--- Study text Enclosed Below ---

According to Reuters this week, the Israeli President Reuven Rivlin expressed his concern to U.S. President Barack Obama over the fate of Syria’s Druze, in the face of the Islamist threat creeping into the Druze homeland, setting the scene and giving a pretext for Israeli intervention in the Syrian south to supposedly protect the Druze.
President Rivlin’s gesture was firmly rejected by Sweida’s leaders, who accused Israel of playing its usual dirty politics to serve its own interests in the region. Sheikh Yousef Jarboue of Sweida in an interview with the Lebanese ‘Al Mayadeen’ responded by saying that if Israel cared about the Druze, then it should stop using the occupied Syrian Golan Heights to provide medical treatment to the al-Qaida groups, who are not only a threat to the Druze but to all Syrian people.
Rivlin’s statement was merely an attempt to depict a lack of confidence in the Syrian army and to falsely present Syria’s Druze as allies of the Zionist state who are open to foreign intervention. Sheikh Jarboue reiterated that Sweida’s safety lies with the Syrian government, and as a province of a united Syria.
Israel has tried to subdue the Druze in the occupied Golan Heights with repeated offers of Israeli citizenship. Just this year Israeli security forces arrested 48 year old Sedki al-Maket, a Druze from the occupied Golan, for filming a meeting between Israeli officials and Al Qaeda militants near the Syrian border.

--- End of Enclosed Study text ---
--- Extracted entries Enclosed Below ---

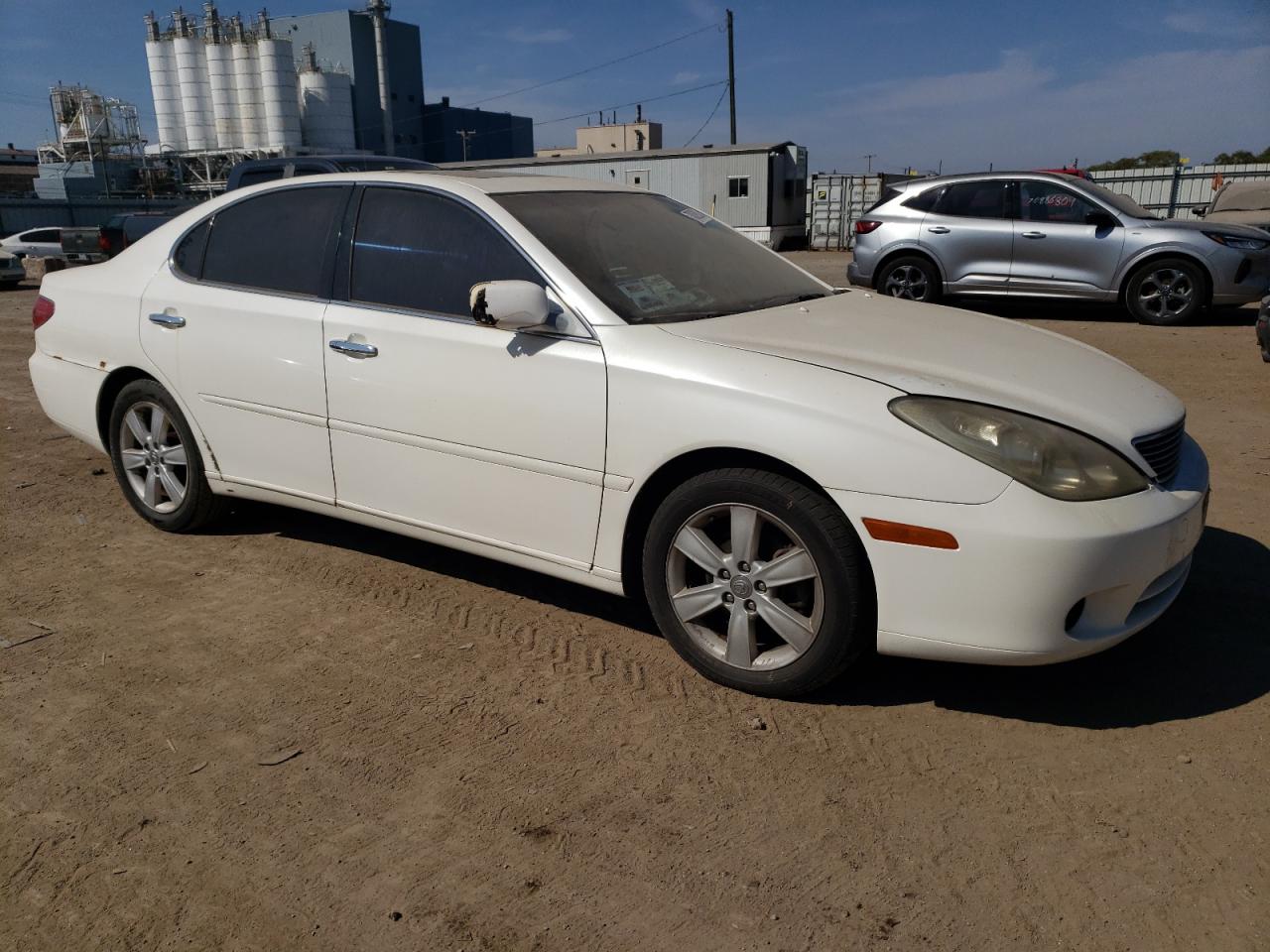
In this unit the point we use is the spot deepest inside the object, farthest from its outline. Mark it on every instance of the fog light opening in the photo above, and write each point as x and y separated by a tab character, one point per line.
1074	616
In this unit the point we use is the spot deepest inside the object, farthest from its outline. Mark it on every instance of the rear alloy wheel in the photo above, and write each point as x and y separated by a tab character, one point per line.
911	280
1166	293
157	461
756	581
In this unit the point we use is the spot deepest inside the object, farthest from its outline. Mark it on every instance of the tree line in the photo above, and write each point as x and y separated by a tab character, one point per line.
1167	157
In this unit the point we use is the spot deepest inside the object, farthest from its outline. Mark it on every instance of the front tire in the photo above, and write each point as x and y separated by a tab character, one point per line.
758	581
157	460
1166	293
911	278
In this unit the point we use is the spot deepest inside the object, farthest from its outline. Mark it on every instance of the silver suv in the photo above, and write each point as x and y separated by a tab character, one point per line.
1048	235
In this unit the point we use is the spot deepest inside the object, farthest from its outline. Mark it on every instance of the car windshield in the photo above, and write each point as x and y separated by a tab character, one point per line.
1121	203
654	261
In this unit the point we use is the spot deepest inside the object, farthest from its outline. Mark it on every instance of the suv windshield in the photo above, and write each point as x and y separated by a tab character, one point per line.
1121	203
654	261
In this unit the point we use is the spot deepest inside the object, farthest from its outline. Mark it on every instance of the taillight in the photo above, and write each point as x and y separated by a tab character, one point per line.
41	312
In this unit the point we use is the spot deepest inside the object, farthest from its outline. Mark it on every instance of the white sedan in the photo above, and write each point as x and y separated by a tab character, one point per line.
611	388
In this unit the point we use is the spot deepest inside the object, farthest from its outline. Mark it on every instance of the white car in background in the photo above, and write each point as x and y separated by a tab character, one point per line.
35	243
603	385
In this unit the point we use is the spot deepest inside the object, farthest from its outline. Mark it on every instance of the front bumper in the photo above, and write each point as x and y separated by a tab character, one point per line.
1010	593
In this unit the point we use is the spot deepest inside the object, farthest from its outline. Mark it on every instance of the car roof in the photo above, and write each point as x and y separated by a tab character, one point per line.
488	181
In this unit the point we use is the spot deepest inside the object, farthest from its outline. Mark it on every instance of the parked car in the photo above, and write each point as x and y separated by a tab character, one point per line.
35	243
253	172
1264	329
12	270
1043	235
109	239
607	386
1238	203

--- End of Enclosed Extracted entries ---

▸ **What you are asked to do**
Repeat word for word the part of the article on Israel and Syria's Druze between "Rivlin’s statement was" and "the Syrian border.", inclusive.

▸ **Solution**
Rivlin’s statement was merely an attempt to depict a lack of confidence in the Syrian army and to falsely present Syria’s Druze as allies of the Zionist state who are open to foreign intervention. Sheikh Jarboue reiterated that Sweida’s safety lies with the Syrian government, and as a province of a united Syria.
Israel has tried to subdue the Druze in the occupied Golan Heights with repeated offers of Israeli citizenship. Just this year Israeli security forces arrested 48 year old Sedki al-Maket, a Druze from the occupied Golan, for filming a meeting between Israeli officials and Al Qaeda militants near the Syrian border.